To be done
Quote every one of the entries below word for word, changing nothing.

————

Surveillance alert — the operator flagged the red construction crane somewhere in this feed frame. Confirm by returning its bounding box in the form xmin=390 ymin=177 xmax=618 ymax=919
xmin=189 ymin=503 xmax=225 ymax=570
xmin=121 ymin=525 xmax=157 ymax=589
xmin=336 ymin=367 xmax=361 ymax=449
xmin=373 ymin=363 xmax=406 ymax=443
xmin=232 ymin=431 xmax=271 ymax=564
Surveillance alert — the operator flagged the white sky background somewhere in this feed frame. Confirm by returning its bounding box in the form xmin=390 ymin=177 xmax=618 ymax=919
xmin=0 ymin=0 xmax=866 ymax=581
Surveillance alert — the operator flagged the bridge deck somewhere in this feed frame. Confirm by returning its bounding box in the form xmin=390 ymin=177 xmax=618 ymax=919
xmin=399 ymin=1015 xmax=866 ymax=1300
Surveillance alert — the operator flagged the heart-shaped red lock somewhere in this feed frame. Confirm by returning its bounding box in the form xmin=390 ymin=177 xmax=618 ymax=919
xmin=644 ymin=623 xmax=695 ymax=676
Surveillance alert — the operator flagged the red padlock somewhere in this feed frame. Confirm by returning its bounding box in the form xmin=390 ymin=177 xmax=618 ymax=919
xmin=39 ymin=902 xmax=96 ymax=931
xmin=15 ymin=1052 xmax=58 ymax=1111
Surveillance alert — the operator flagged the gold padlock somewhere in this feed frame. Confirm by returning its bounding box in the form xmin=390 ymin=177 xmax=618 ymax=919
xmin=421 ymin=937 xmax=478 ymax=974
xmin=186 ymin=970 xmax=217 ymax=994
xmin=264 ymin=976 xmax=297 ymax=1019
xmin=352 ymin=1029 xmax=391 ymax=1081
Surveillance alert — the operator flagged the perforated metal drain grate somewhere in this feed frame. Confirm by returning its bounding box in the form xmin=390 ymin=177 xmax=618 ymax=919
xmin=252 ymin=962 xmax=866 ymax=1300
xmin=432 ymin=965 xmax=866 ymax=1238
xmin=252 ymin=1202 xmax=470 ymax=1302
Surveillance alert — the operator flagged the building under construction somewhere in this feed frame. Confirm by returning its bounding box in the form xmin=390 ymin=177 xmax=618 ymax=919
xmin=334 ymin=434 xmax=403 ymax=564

————

Exercise output
Surveillance alert — the operator flagged the red construction crane somewhere in this feed frame. Confirm by returning its bounding box in the form xmin=390 ymin=177 xmax=618 ymax=919
xmin=189 ymin=503 xmax=225 ymax=570
xmin=121 ymin=525 xmax=157 ymax=589
xmin=336 ymin=367 xmax=361 ymax=449
xmin=373 ymin=363 xmax=406 ymax=443
xmin=232 ymin=431 xmax=271 ymax=564
Surveillance alert — the operator flagged the white sky background somewhere in this feed frame. Confirm by returning its bounding box in the form xmin=390 ymin=177 xmax=618 ymax=919
xmin=0 ymin=0 xmax=866 ymax=581
Surveillance alert — the operator flagged the bridge deck somewhere in this feed frame. Confirm by returning its bounding box in the form xmin=390 ymin=177 xmax=618 ymax=919
xmin=399 ymin=1015 xmax=866 ymax=1300
Surveillance alert — the operator flagged the heart-shaped red lock somewhere in this feed frame. Confirm by returning its bounding box in the form xmin=390 ymin=177 xmax=618 ymax=919
xmin=644 ymin=623 xmax=695 ymax=676
Surveillance alert — the operator flagged the red padlock somewhere in this feed frame. Confirm by returning its bounding box in the form xmin=390 ymin=177 xmax=618 ymax=919
xmin=39 ymin=902 xmax=96 ymax=931
xmin=15 ymin=1052 xmax=58 ymax=1111
Surveillance alert — the operator flagged the gold padlock somewhere in this feed frame. Confirm by returning its bounding box in the form xmin=390 ymin=177 xmax=618 ymax=919
xmin=421 ymin=937 xmax=478 ymax=974
xmin=186 ymin=970 xmax=217 ymax=994
xmin=264 ymin=976 xmax=297 ymax=1019
xmin=352 ymin=1029 xmax=391 ymax=1081
Surveillance alert — the operator flagged the perforated metal drain grate somewhere in this feed frame. Confirm by returning its bounding box in the form xmin=390 ymin=177 xmax=618 ymax=919
xmin=252 ymin=962 xmax=866 ymax=1300
xmin=432 ymin=965 xmax=866 ymax=1238
xmin=252 ymin=1202 xmax=470 ymax=1302
Surveillance alert — the operator flagged the building under construction somewhere in this feed frame. Confirm by returning its bounding box in the form xmin=390 ymin=177 xmax=618 ymax=919
xmin=334 ymin=434 xmax=403 ymax=564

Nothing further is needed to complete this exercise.